[Dataset entries]
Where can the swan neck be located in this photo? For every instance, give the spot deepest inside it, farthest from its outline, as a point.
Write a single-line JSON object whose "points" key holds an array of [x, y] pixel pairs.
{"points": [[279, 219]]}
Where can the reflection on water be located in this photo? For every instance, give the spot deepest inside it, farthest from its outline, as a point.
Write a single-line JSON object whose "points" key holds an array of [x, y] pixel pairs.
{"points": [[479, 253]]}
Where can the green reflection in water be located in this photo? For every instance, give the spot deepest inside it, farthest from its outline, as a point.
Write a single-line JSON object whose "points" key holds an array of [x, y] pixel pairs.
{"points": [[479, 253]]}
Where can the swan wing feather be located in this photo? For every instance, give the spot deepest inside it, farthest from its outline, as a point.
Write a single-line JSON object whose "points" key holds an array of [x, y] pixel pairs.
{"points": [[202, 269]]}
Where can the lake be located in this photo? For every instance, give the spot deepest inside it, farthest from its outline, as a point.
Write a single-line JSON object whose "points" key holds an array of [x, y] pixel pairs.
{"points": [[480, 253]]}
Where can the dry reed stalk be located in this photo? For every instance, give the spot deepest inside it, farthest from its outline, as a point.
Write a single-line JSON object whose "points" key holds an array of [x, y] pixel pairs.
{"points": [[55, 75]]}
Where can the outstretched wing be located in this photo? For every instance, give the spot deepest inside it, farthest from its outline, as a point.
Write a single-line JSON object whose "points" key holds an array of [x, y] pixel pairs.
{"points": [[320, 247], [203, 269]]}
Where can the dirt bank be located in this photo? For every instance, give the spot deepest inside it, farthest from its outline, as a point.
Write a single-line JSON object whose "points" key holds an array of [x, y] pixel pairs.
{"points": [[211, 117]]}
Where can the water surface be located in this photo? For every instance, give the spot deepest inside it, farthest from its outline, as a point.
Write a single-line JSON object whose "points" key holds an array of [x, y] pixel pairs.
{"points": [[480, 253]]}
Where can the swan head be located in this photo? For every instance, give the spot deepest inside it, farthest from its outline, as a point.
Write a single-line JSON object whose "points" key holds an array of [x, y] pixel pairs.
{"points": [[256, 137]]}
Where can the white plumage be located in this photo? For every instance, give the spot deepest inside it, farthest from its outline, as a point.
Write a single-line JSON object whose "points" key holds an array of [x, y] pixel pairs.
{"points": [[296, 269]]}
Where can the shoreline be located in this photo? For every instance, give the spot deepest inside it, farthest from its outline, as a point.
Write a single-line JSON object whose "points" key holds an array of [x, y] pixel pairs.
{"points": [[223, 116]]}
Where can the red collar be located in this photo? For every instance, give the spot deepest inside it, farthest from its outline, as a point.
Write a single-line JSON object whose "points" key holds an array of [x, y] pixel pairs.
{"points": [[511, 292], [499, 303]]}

What you should do
The lines above are to be retyped exactly, with none omitted.

Answer section
Where can the swan neck be located in this photo? For every instance, give the spot deepest inside it, farthest from its outline, as a point.
Write a single-line JSON object whose "points" key holds an array of [x, y] pixel pairs.
{"points": [[279, 219]]}
Where can the reflection on water be located in this photo? For every instance, give the spot deepest inside it, farthest from its outline, as a point.
Write a single-line JSON object whose "points" key holds an array of [x, y] pixel pairs.
{"points": [[479, 253]]}
Where can the green reflection in water be located in this photo? For every instance, give the spot deepest inside it, farthest from its outline, as a point.
Write a single-line JSON object whose "points" key holds an array of [x, y] pixel pairs.
{"points": [[479, 253]]}
Where can the swan wing feather be located in this photo? For every instance, give the spot deepest inside it, farthest from its outline, as a point.
Write a single-line JSON object whose "points" key holds an array of [x, y] pixel pairs.
{"points": [[202, 269]]}
Where can the lake be located in this photo? For every instance, give the spot deepest inside it, farthest from its outline, as a point.
Write a single-line JSON object whose "points" key holds an array of [x, y] pixel pairs.
{"points": [[480, 253]]}
Where can the dry reed stalk be located in this photo? For every instance, give the spot deepest inside it, farthest from its outline, as a point.
Write a single-line JSON object whose "points" key holds an array of [x, y] pixel pairs.
{"points": [[55, 75]]}
Where can the outstretched wing be located in this photo? For every instance, give the spot deepest inside it, farthest from its outline, as a point.
Write a single-line JSON object whose "points" key holds an array of [x, y] pixel pairs.
{"points": [[320, 247], [203, 269]]}
Where can the dirt bank be located in this photo? For every instance, give the spot deepest inside it, farthest from its outline, as a point.
Write a single-line JSON object whose "points" key holds an array of [x, y] pixel pairs.
{"points": [[211, 117]]}
Where can the water surface be located in this photo? For every instance, give the spot deepest inside it, farthest from its outline, as a point.
Write a single-line JSON object whose "points" key holds an array of [x, y] pixel pairs.
{"points": [[480, 253]]}
Where can the swan head be located in this photo? For every instance, give the spot deepest inside it, farthest from its outline, as a point.
Write a single-line JSON object whose "points" key holds an array of [x, y] pixel pairs.
{"points": [[256, 137]]}
Where can the white plumage be located in this photo? For every instance, give the spot deepest inside it, farthest from its outline, as a point.
Write a single-line JSON object whose "points" key holds an array of [x, y] pixel pairs.
{"points": [[296, 269]]}
Where can the shoreline be located in this photo? For every instance, give the spot deepest inside it, farthest from its outline, as a point.
Write a single-line JSON object whose "points" key holds an array of [x, y] pixel pairs.
{"points": [[223, 116]]}
Where can the red collar be located in this photo? For every instance, give the spot deepest inside it, farthest from its outline, as a point.
Write a single-line JSON object whose "points" key holds an array of [x, y] pixel pairs.
{"points": [[511, 292], [499, 303]]}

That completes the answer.